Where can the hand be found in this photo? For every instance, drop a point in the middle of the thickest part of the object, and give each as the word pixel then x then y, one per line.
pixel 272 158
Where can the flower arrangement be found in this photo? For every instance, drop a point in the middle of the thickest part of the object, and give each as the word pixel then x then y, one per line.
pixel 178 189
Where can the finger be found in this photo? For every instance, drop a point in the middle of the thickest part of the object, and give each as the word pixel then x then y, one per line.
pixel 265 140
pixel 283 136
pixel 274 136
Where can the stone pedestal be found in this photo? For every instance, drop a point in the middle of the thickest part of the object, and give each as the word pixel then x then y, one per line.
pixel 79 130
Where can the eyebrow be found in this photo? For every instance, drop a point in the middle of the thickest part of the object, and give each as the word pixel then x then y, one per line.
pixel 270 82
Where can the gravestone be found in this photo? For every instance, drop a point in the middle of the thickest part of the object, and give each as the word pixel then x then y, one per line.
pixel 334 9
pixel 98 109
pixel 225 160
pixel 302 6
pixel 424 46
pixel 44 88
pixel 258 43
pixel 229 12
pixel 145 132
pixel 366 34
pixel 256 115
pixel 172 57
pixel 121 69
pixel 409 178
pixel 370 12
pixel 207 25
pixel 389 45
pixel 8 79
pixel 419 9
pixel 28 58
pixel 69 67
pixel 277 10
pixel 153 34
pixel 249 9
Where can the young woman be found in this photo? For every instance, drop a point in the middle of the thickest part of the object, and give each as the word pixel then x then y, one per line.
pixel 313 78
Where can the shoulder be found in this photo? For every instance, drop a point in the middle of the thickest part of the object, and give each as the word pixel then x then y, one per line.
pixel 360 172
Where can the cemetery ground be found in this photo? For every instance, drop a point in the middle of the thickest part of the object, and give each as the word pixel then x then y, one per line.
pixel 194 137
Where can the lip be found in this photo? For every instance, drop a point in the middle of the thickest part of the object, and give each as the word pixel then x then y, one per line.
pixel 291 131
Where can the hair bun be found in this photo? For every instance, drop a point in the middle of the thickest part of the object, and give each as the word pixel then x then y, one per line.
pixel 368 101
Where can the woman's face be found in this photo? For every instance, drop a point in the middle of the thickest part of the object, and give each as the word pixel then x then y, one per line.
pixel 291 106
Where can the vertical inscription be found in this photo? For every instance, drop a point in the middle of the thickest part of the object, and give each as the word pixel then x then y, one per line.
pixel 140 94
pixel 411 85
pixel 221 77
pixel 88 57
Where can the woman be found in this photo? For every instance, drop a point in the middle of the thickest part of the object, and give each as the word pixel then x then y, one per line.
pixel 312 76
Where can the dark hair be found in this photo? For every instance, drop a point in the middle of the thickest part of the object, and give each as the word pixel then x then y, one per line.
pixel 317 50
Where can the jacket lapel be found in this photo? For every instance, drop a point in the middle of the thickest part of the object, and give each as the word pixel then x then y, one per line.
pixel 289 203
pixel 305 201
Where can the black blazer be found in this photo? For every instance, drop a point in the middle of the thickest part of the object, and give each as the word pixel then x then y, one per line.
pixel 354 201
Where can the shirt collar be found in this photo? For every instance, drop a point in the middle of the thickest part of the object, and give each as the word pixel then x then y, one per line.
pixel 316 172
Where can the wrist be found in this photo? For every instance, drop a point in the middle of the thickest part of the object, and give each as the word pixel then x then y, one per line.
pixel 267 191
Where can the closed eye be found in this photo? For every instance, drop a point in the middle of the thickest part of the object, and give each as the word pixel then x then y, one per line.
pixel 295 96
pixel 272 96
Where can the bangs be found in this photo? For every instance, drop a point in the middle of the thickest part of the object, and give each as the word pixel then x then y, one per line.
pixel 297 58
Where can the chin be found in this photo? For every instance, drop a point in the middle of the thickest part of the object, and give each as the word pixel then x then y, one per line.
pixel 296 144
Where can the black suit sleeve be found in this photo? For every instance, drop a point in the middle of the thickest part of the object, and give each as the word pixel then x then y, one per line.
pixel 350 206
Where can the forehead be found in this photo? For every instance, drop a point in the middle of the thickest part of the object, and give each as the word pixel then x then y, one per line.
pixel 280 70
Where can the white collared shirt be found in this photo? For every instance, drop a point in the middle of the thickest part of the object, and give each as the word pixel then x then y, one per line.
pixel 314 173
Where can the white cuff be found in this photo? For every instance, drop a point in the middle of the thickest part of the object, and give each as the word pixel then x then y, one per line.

### STATED EXERCISE
Copy every item above word for word, keeping each line as it is.

### EXERCISE SOLUTION
Where can the hand be found in this photo? For every instance, drop a point in the middle of the thickest part of the object, and give each as the word pixel then x then y, one per line.
pixel 272 158
Where can the flower arrangement be found in this photo? For every instance, drop a point in the middle of the thickest part of the object, and give each as the word pixel then x then y, one per line.
pixel 178 189
Where can the finger be found in this photo? For every instance, drop a point in the middle of the thickest part of the object, and give each as the word pixel then x then y, one per line.
pixel 265 140
pixel 283 136
pixel 274 136
Where can the stone pedestal be found in this photo? For every instance, drop a point in the middle of the thickest part of the object, and give each as the word pixel then x then y, one per line.
pixel 79 130
Where can the eyebrow be found in this photo? For every instance, drop a point in the middle of the thickest part of the object, and give each as the word pixel then x then y, one per line.
pixel 270 82
Where can the gravestone be found in this photo? For every instance, drop a point in the middle of the thickest part of the object, and give each as the word pixel then x then y, one per line.
pixel 334 9
pixel 98 109
pixel 225 160
pixel 302 6
pixel 424 46
pixel 44 88
pixel 258 43
pixel 229 12
pixel 145 132
pixel 366 34
pixel 256 115
pixel 172 57
pixel 121 69
pixel 409 178
pixel 370 12
pixel 207 25
pixel 389 45
pixel 8 79
pixel 419 9
pixel 28 58
pixel 69 67
pixel 277 10
pixel 153 34
pixel 249 9
Where can the young woman be found in this photo? For every instance, drop a point in the middle of the thickest part of the object, and give each as the word pixel then x then y, one per line.
pixel 313 78
Where can the shoulder be found in this photo? For every instance, drop a point in the middle of the thickest part of the object, and give each as the word pixel then x then y, one per line.
pixel 360 172
Where can the cemetery ground be found in this photo? For every instance, drop a point in the middle of the thickest part of the object, and give each as the word pixel then x then y, one per line.
pixel 194 137
Where can the lip be found in this photo? For every instance, drop a point in the middle of the thickest part of the object, and give each as the word pixel then x then y, one per line.
pixel 291 131
Where can the hair bun be found in this photo? For every instance, drop a point in the middle of the thickest part of the object, and give each as the word pixel then x then y, one per line.
pixel 368 101
Where can the woman's face be found in this photo? For every instance, drop a point in the middle of the thickest part of the object, and give each as the word pixel then x then y, one per line.
pixel 291 106
Where can the vertical inscription be found in this photo? For every instance, drop a point in the middle of the thickest part of the object, and give each as the word pixel then x then y, one per line.
pixel 140 94
pixel 411 85
pixel 221 77
pixel 88 57
Where can the woman be found in this photo? For every instance, drop a point in the middle of the thickest part of the object, and give each as the word pixel then x then y, one per line.
pixel 312 76
Where can the dark hair be found in this photo? For every instance, drop a point in the middle of the thickest part of the object, and give each as the word pixel then x then y, one per line.
pixel 317 50
Where can the jacket lapel be found in this photo? For every instance, drop a point in the middle of the thickest part of the object, and give each as the word pixel then x then y, one per line.
pixel 289 203
pixel 305 201
Where can the black blazer be found in this photo? For every instance, drop a point in the middle of the thickest part of the object, and give each as the word pixel then x then y, one per line.
pixel 354 201
Where can the shirt collar be found in this photo? For every instance, drop a point in the middle of the thickest part of the object, and give each as the word pixel then x then y, one per line.
pixel 316 172
Where can the wrist be found in this photo? For every instance, drop a point in the middle of the thickest part of the object, and give each as the word pixel then x then y, one per line.
pixel 267 191
Where can the closed eye be found in this photo? For every instance, drop a point in the middle of the thickest part of the object, and give each as the word pixel then x then y, one per line.
pixel 295 96
pixel 272 96
Where can the bangs be found in this photo? For every instance, drop a point in the middle of the thickest part of the object, and give each as the word pixel then x then y, one per line.
pixel 297 58
Where can the chin be found in this photo? For every instance, drop a point in the middle of the thickest part of the object, and give each as the word pixel then x then y, one per line.
pixel 296 144
Where can the black suit sleeve be found in this photo? For every instance, drop a point in the middle of the thickest part of the object, and give each as the word pixel then x then y, one per line.
pixel 350 206
Where can the forehead be found in this photo? For every instance, drop a point in the middle of the thickest part of the object, and give each as the word pixel then x then y, one per line.
pixel 280 70
Where can the white collared shirt be found in this photo? For every instance, drop a point in the middle of the thickest part of the object, and give each as the word pixel then x then y, one per line.
pixel 314 173
Where can the white cuff be found in this photo? For every instance, drop a point in the middle of the thickest part of the object, and give each as the word pixel then x then y, one per line.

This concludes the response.